- _What you have to do_
Convert the rows below into a two-column CSV headed instruction and points, one line per row, with each row's text and its answer each in a single quoted field and line breaks replaced by spaces. Leave the pictures out.

- _Given data_
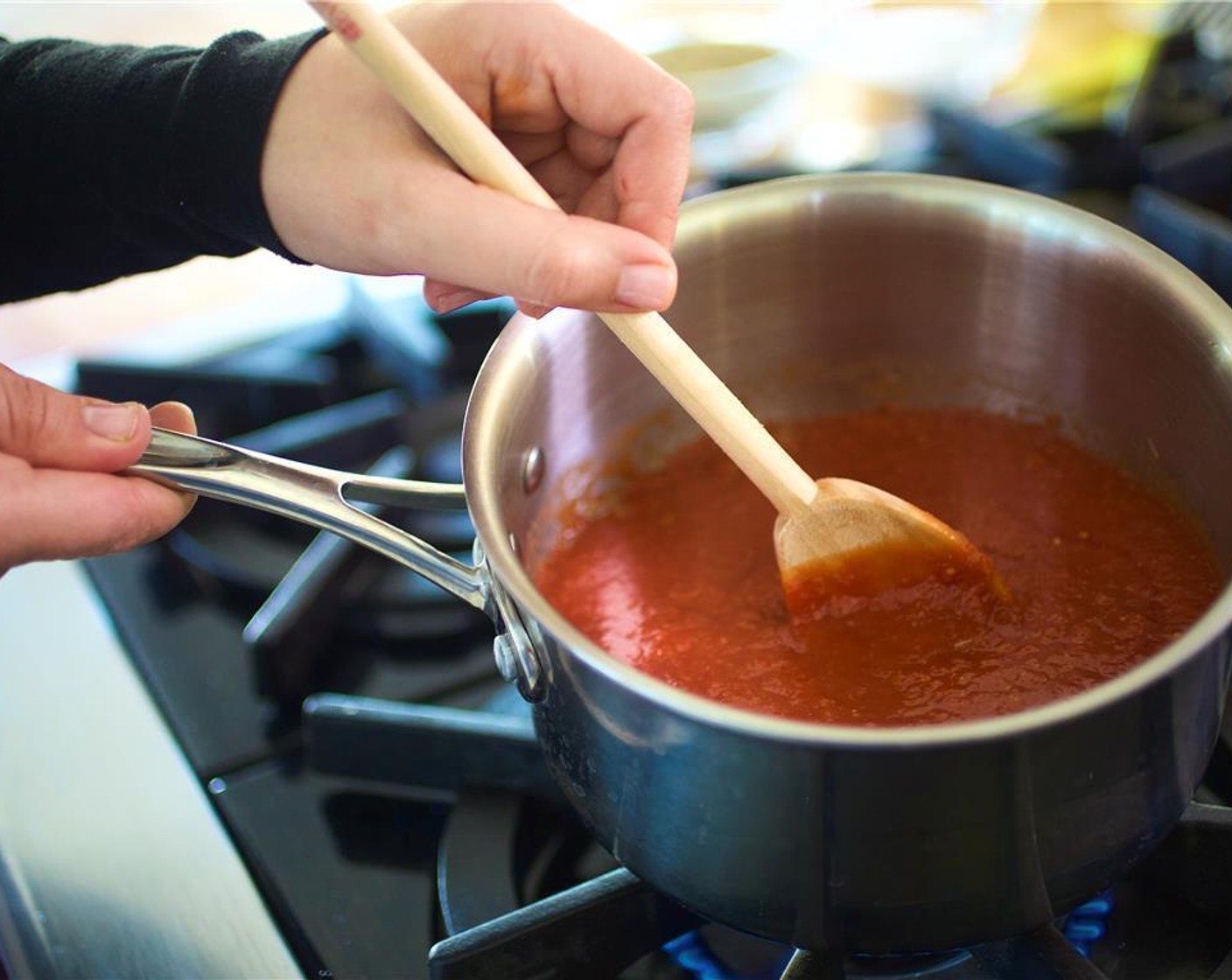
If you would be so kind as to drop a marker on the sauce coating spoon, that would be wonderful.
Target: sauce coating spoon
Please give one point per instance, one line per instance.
(832, 536)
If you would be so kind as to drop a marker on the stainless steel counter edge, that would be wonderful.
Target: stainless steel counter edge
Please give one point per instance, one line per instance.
(112, 861)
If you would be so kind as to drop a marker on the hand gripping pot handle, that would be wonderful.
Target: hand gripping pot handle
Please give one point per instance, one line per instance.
(329, 500)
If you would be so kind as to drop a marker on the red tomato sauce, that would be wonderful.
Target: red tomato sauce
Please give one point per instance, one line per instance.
(676, 573)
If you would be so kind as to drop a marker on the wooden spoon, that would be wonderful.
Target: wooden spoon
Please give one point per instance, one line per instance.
(833, 536)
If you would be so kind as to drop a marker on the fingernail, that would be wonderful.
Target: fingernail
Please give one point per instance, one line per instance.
(645, 286)
(115, 422)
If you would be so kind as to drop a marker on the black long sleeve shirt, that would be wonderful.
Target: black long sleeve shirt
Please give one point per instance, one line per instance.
(118, 159)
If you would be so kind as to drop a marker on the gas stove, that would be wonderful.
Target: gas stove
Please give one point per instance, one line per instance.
(289, 757)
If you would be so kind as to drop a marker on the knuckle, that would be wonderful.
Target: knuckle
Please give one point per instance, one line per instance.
(24, 410)
(557, 273)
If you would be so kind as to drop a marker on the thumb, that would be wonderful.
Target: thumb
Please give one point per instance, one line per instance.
(495, 243)
(51, 429)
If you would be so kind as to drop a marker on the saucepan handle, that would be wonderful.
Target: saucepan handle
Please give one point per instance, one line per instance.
(320, 497)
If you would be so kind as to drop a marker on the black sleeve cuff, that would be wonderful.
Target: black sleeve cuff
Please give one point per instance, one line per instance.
(116, 159)
(217, 136)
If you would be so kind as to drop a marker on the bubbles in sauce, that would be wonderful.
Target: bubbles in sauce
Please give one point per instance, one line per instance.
(676, 575)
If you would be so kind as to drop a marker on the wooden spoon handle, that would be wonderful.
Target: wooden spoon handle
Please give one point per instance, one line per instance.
(444, 116)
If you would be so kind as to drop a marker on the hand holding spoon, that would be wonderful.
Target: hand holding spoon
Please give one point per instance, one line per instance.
(832, 536)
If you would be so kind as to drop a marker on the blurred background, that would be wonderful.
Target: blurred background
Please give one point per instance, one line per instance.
(781, 88)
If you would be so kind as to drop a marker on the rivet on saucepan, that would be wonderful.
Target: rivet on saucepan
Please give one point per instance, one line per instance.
(532, 469)
(507, 660)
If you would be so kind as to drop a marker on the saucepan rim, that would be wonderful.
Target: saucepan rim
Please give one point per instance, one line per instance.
(1202, 306)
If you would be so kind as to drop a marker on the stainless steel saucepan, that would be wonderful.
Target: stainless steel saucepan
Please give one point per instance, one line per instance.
(808, 296)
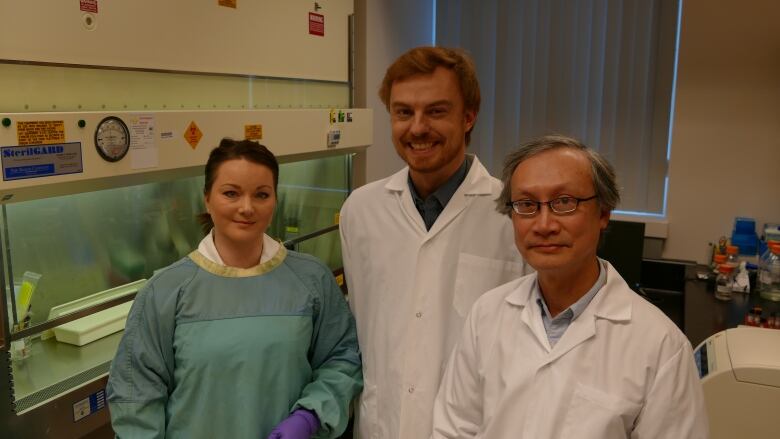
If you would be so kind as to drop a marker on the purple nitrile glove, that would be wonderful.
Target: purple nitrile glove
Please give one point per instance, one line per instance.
(301, 424)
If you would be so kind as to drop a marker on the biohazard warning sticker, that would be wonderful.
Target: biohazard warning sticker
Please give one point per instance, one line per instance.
(88, 6)
(193, 135)
(253, 132)
(316, 24)
(40, 132)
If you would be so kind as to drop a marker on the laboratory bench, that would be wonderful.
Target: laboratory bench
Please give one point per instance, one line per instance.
(704, 315)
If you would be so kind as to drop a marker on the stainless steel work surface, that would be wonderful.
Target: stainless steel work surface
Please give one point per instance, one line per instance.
(53, 368)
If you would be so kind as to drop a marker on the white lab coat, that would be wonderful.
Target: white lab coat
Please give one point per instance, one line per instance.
(621, 370)
(411, 289)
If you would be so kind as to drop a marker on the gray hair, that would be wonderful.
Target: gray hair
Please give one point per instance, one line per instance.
(602, 172)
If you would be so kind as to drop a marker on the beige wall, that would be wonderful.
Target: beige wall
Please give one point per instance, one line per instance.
(392, 27)
(725, 157)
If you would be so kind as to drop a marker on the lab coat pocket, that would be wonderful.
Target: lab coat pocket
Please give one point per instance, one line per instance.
(366, 416)
(595, 414)
(477, 274)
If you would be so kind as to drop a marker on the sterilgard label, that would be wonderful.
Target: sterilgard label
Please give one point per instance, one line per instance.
(33, 161)
(89, 405)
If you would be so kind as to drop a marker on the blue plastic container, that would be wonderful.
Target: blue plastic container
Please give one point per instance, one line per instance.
(744, 236)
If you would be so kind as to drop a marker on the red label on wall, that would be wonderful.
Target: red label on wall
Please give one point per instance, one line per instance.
(88, 6)
(316, 24)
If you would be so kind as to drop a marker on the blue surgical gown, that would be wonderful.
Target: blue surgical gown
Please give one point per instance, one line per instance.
(211, 351)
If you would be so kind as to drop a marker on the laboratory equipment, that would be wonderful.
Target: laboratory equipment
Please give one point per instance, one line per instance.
(744, 236)
(769, 274)
(94, 235)
(724, 281)
(740, 376)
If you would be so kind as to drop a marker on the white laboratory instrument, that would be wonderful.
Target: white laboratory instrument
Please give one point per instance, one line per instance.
(740, 376)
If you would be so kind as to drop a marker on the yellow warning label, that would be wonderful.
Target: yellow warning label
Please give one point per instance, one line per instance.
(253, 132)
(193, 135)
(40, 132)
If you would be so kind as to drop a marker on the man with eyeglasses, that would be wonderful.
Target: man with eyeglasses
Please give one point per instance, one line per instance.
(570, 351)
(421, 245)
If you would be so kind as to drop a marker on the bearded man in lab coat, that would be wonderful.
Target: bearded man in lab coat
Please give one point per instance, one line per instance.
(421, 245)
(569, 351)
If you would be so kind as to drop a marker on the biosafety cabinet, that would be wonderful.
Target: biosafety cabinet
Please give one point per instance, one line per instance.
(107, 116)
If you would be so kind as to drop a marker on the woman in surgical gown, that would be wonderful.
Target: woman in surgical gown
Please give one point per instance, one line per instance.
(241, 338)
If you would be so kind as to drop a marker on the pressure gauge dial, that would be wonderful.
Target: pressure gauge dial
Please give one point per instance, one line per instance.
(112, 139)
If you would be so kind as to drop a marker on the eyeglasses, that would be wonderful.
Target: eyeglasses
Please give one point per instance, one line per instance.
(560, 205)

- _The response_
instruction,points
"If you would be so kind as to drop a marker on the sauce coating spoon, that would be wonderful. Target: sauce coating spoon Please give one point per instance, one line per instance.","(832, 536)"
"If you would be so kind as to drop a marker on the stainless steel counter edge, that would be wonderful. Target: stainless steel counter edge Please give one point per instance, one line per instance.","(112, 861)"
"If you would be so kind as to drop a marker on the hand gripping pot handle, that would be wonderful. Target: hand gripping pot handle Please give one point per instance, one line per instance.","(329, 500)"
"If you would be so kind as to drop a marker on the red tomato sauce, that would be wonderful. Target: red tomato sauce Please give one point per instance, one line per instance.","(676, 573)"
"If you would be so kind as to drop a marker on the wooden spoon, that would be wonderful. Target: wooden spoon Please give one point per instance, one line per instance.","(833, 536)"
"If you would be so kind as to drop a marker on the fingernail, that would be wonderful. Target: fingernail Please give one point per instance, one line per instance.","(645, 286) (115, 422)"
"If you would be so kind as to drop a marker on the black long sleeve shirt, that would be wonderful. Target: black long sleeve shirt Please give one point per instance, one line per instance.","(118, 159)"
"If you would be so kind as to drop a marker on the gas stove, that would be wonderful. Target: gas stove Please give one point per instance, one line per instance.","(289, 757)"
"If you would be so kind as to drop a marker on the knuckle, that would be wonderful. Target: knuckle Please give one point per instance, one line per instance.","(24, 410) (557, 273)"
"If you would be so kind as to drop a marker on the thumb, that would be wonderful. Target: thumb Please give one point per instance, one line per instance.","(495, 243) (51, 429)"
"If you would be so kind as to drop a marker on the saucepan handle, that would be wonderful. Target: saucepan handle Please give one point per instance, one line per instance.","(320, 497)"
"If you would be so kind as to drop a marker on the black sleeve cuff, that would be wonderful. Target: black sleeve cuff Please give one point per instance, one line per instance.","(116, 159) (217, 136)"
"If you would be so kind as to drop a marker on the bubbles in sauce, that would be wonderful. Target: bubbles in sauce Please give one point per instance, one line per instance.","(676, 575)"
"If you would be so kind as to drop a marker on the wooden spoon handle, that would be wonderful. Target: wooden spoon handle Please give one point per instance, one line per instance.","(444, 116)"
"If you would be so kind as to drop a marker on the hand holding spoon, that would be wonderful. Target: hand holding spoon Please give one point per instance, one line per instance.","(832, 536)"
"If you would be so kind as to drop a marker on the blurred background, that would be wonderful. Target: blurred background Please give one point per instance, one line per instance.","(781, 88)"
"If you would be so kind as to drop a marker on the rivet on saucepan, that would be wonderful. Target: rivet on saucepan Please give one point per instance, one line per instance.","(532, 469) (507, 660)"
"If you would be so kind as to drop a marker on the saucepan rim, that would be wonderful. Target: saucepan rim Please give one point per instance, one line per instance.","(1202, 306)"
"If you would be so kind as to drop a marker on the stainless steel saucepan, that would be wonderful. Target: stainless steel saucepan Please give one point per instance, one line per instance.","(808, 296)"
"If you would be so kind as to drop a marker on the purple nitrile glove, that would be wonderful. Target: purple nitrile glove Please give one point per instance, one line per instance.","(301, 424)"
"If you would be so kind as to drop a marker on the biohazard warning sticker, that would be wonderful. Target: biohazard warning sticker Please give one point per instance, one line per instance.","(88, 6) (193, 135) (253, 132) (316, 24) (40, 132)"
"If you would be so kind as to drop a marker on the laboratory bench, that would be wonderful. Target: laboratory bench Please give one point per instance, one line per instance.","(704, 315)"
"If you would be so kind as to drop a marker on the stainless steel work surface, that would be wonderful. Target: stainless steel work surface Please give one point per instance, one line per instance.","(53, 368)"
"If you would be so kind as to drop a marker on the white lab coat, that would be wonderful. Target: white lab coat Please give one point per instance, one line per instance.","(621, 370) (411, 289)"
"If you would be so kind as to drop a marker on the gray hair, that would be wonderful. Target: gray hair Please give one point per instance, one line per instance.","(602, 172)"
"If you would be so kind as to drop a marker on the beige wall, that would be wonderful. Target: beige wall Please give one point per instance, one line per instance.","(392, 27) (725, 157)"
"If you would be so kind as to drop a marker on the lab coat pocket, that would be wonderful. Target: lab coat pocket Please give one point per instance, one line per instance.","(366, 416) (595, 414) (477, 274)"
"If you would be so kind as to drop a marker on the sterilgard label, that would be wonderful. Target: sterilgard label Please give one point per instance, one line per instance.","(33, 161) (89, 405)"
"If you would be so kind as to drop a marker on the blue plastic container, that would be wonderful. Target: blue plastic container Please give one point per instance, one line per instance.","(744, 236)"
"If you would be so kind as to drop a marker on the red label on wall, that would be wonderful. Target: red label on wall Please give one point per instance, one line per instance.","(88, 6) (316, 24)"
"If you would be so kind as to drop a marker on the blue surgical gown, that would be wonderful. Target: blue surgical gown Please give one point per instance, one line per instance.","(211, 351)"
"If you would be so kind as to drop a marker on the laboratory equipment, that would be wonderful. Target: laboratory equipment Please give one point per instance, one line per instance.","(744, 236) (769, 274) (94, 235) (724, 281) (740, 376)"
"If you would be so kind as to drop a marker on the white laboratory instrument, that would be wonderful. Target: white laboratory instrument Please give one point per instance, one line per instance.","(740, 376)"
"If you would be so kind as to drop a marker on the yellow warning label, that would be wonderful. Target: yellow warning label Please give one point per instance, one line per instance.","(253, 132) (193, 135) (40, 132)"
"If you would be so kind as to drop a marker on the man with eyeglasses, that would be wonderful. Target: man with eyeglasses Please give one point per instance, one line per instance.","(570, 351) (421, 245)"
"If you would be so kind as to drop a marker on the bearded man in lab coat, that would be wonderful. Target: bearded man in lab coat Please give one point per instance, one line per instance.","(421, 245) (569, 351)"
"If you would be so kind as to drop a marker on the biosafety cabinet, that would be wonderful. Target: biosafety cabinet Please give one point per instance, one line per instance.","(107, 116)"
"If you would be so kind as to drop a marker on the woman in surgical gown, that would be wonderful. Target: woman in surgical gown Please give one point per instance, one line per instance.","(241, 338)"
"If you would be so kind as to drop a marker on the pressure gauge dial, that would be wonderful. Target: pressure gauge dial Please give one point per instance, one line per instance.","(112, 139)"
"If you would be so kind as to drop a marker on the eyeglasses, that would be wonderful. Target: eyeglasses Please give one point per instance, one line per instance.","(560, 205)"